*DIRECTIVE:*
Omit all pictures. Quote only the lines from the one with "the boulder, place" through the end of the material below.

··· MATERIAL PROVIDED ···

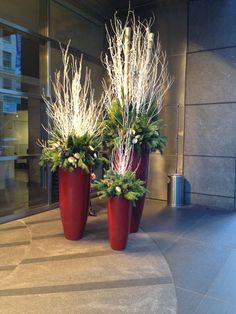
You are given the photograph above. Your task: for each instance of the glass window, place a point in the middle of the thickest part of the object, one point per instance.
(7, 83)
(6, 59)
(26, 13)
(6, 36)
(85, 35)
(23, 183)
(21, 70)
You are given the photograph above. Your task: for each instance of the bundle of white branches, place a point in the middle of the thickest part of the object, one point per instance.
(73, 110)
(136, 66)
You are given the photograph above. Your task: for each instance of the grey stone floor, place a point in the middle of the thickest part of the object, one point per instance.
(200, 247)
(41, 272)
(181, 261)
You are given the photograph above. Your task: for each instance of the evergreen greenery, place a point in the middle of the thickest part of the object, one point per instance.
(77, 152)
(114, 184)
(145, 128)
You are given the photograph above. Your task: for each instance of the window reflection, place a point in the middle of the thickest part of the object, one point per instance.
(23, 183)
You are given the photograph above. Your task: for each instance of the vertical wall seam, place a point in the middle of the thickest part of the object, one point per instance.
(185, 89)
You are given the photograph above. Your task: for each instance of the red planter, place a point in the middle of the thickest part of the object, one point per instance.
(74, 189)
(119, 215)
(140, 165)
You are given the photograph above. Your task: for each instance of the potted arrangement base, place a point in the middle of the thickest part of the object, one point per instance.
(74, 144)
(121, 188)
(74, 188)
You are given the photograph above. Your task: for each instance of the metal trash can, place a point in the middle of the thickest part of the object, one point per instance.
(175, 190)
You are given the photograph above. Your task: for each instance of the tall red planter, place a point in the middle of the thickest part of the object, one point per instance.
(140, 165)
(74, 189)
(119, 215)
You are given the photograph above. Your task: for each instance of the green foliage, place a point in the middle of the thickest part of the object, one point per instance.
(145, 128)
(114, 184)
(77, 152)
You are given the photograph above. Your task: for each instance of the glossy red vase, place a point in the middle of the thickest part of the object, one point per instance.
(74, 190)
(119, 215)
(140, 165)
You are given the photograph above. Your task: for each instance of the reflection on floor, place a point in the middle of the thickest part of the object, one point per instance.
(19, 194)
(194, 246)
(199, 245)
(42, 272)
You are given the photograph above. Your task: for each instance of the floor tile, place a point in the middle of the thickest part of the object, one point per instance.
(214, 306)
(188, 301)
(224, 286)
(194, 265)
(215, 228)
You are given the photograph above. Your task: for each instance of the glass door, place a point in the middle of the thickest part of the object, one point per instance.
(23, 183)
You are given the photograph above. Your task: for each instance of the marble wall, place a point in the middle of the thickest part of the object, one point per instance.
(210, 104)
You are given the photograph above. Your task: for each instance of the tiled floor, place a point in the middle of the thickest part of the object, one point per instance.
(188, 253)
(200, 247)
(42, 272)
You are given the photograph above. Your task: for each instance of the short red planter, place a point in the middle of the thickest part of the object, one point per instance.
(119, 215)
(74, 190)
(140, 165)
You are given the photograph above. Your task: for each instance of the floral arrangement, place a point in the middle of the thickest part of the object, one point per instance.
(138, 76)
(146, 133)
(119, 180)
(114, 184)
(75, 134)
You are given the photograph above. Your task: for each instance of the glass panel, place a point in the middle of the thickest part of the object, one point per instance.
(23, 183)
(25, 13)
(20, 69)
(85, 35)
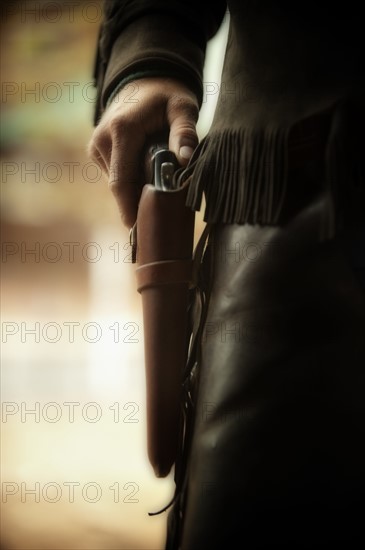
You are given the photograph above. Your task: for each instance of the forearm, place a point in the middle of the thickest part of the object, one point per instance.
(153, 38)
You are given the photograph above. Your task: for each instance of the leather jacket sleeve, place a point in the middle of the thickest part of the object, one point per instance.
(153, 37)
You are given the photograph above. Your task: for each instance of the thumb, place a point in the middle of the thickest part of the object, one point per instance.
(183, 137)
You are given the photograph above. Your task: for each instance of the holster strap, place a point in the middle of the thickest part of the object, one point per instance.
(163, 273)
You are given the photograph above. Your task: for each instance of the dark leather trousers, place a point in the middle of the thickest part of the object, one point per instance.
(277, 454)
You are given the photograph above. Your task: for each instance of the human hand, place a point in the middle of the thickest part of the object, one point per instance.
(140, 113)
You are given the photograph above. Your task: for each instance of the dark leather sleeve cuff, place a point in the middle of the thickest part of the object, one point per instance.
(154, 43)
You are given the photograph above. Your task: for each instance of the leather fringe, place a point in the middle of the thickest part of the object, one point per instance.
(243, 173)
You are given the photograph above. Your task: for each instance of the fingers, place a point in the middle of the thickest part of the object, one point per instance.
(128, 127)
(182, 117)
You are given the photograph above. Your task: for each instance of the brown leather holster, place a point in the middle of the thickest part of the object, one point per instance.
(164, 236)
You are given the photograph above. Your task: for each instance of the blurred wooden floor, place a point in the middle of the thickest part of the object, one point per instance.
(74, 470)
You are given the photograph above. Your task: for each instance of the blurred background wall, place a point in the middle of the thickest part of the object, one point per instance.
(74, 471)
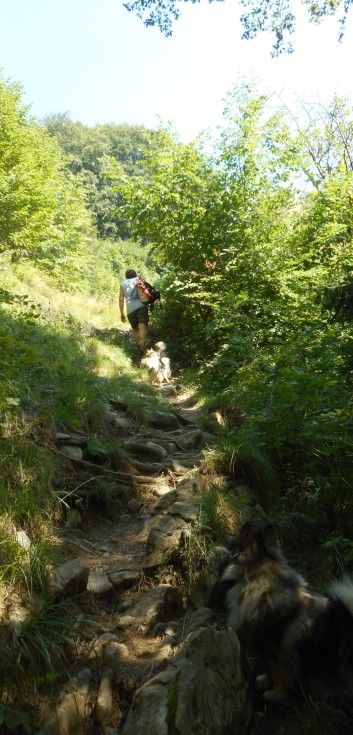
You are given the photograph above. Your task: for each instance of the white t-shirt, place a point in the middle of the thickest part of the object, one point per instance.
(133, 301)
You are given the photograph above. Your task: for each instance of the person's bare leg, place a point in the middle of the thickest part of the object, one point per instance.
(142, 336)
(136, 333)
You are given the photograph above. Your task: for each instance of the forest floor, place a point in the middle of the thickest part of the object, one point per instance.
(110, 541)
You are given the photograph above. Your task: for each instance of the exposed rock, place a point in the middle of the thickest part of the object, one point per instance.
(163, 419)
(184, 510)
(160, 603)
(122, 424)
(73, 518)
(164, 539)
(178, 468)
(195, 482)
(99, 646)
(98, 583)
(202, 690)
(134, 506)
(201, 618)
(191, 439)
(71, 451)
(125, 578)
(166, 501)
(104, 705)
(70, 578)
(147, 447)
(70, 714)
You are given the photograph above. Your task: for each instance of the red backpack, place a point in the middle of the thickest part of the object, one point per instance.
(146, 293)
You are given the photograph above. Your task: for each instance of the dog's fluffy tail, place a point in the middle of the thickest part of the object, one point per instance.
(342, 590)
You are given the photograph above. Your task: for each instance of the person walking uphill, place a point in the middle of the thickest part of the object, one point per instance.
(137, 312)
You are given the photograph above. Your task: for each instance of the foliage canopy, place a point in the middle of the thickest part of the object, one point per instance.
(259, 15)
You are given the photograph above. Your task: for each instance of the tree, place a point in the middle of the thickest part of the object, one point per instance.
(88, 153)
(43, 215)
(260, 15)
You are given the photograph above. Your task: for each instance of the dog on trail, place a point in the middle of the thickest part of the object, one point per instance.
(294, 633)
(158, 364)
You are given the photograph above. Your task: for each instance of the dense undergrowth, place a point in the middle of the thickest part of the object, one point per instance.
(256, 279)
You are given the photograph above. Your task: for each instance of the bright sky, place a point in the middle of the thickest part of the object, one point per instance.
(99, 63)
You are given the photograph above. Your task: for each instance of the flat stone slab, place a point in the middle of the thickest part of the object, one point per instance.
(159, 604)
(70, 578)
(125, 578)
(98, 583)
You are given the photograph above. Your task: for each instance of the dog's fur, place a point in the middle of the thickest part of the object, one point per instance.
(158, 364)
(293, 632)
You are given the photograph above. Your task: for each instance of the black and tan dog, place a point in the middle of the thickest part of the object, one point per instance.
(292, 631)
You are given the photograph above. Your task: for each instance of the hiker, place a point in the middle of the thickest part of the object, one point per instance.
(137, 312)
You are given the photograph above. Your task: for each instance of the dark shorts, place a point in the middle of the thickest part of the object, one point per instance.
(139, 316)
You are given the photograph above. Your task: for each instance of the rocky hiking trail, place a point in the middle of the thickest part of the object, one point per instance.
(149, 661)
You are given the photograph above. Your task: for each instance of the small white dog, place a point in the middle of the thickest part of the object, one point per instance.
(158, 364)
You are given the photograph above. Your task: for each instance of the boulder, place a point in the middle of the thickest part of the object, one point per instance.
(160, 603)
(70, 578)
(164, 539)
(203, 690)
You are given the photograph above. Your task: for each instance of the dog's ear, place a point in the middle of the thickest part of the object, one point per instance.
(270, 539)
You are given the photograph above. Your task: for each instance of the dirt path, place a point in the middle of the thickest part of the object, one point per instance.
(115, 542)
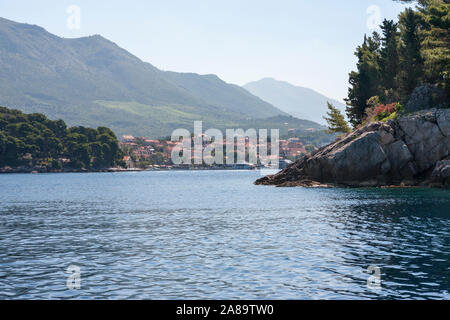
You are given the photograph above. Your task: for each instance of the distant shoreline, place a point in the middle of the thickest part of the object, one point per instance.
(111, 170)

···

*RESULT FOR THIS TASK:*
You are given the photograph above. Your task: for each instance of the boulder, place a point in the middle of the thickest part of the object, one point per instance.
(160, 603)
(70, 578)
(164, 539)
(203, 690)
You are given the photograph above. Your task: for each instance of the dog's ear, place a point in the middle of the thickest part of the object, one point per instance.
(270, 539)
You are given the photograph above. Your task: for each instance of the dirt path, place a point in the middle of the thickest part of the object, one point per instance.
(115, 542)
You are given the photograph above. Your task: for each instance of the distant shoreline, place a point in the middle of the thickest part of the object, one point per instance.
(111, 170)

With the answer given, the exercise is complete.